Check each line of the material below, and copy it if it holds the string "pole".

==== Data

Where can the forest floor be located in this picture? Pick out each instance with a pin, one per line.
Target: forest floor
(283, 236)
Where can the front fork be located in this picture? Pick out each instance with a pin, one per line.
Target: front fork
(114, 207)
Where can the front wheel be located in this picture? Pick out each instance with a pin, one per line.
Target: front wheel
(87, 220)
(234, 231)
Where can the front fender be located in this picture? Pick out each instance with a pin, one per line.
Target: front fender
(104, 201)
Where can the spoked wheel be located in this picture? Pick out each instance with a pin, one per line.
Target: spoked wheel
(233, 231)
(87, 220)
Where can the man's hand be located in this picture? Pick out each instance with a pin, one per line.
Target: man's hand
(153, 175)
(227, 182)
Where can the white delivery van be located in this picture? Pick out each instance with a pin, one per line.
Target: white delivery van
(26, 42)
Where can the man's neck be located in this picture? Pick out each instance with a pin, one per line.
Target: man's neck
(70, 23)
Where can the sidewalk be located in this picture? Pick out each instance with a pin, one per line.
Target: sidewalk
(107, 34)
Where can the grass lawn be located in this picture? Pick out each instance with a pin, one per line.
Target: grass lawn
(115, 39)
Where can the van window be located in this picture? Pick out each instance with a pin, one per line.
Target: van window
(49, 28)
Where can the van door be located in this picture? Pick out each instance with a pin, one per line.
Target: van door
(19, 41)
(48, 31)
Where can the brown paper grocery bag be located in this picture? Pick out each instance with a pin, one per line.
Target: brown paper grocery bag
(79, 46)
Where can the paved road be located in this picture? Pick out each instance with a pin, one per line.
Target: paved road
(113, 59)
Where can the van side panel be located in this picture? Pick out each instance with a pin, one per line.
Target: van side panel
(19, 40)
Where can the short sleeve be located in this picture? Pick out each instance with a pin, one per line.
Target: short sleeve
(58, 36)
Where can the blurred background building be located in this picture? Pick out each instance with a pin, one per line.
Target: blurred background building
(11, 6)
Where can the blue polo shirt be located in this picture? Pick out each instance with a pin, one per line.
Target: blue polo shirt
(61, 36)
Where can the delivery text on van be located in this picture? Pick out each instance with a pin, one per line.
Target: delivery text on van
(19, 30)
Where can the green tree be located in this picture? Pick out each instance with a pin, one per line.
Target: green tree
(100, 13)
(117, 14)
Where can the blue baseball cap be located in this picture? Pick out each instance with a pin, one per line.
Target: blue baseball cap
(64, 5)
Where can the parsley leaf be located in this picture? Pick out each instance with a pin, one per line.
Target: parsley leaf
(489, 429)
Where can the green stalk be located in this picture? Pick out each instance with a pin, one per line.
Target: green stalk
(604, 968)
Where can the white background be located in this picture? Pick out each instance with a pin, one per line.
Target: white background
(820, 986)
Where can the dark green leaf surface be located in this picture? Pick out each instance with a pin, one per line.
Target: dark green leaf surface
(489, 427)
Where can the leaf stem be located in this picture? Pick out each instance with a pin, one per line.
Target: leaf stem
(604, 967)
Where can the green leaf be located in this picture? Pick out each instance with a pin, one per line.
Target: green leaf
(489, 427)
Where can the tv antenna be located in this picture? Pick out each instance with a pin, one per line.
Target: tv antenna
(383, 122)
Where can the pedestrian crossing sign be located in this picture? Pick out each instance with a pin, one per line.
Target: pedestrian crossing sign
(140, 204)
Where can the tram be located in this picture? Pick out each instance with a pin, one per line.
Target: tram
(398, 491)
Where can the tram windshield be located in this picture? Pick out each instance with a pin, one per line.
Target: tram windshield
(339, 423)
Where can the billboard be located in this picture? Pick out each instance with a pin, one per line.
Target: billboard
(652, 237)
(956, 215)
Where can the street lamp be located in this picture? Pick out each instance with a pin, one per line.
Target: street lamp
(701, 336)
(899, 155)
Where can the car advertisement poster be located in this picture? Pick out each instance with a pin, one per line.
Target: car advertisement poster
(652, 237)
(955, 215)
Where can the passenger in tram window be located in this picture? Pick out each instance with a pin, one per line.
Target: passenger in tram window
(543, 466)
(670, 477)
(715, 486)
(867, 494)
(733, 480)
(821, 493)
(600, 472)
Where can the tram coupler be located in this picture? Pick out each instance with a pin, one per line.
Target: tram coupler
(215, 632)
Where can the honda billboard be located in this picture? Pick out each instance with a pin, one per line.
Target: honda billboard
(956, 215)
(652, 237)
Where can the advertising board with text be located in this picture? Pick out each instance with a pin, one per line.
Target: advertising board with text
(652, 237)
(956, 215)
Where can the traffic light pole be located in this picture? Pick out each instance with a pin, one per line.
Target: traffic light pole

========

*Result of the task:*
Where can the traffic light pole be located in this picture? Pick out each instance with a pin, one per line.
Target: traffic light pole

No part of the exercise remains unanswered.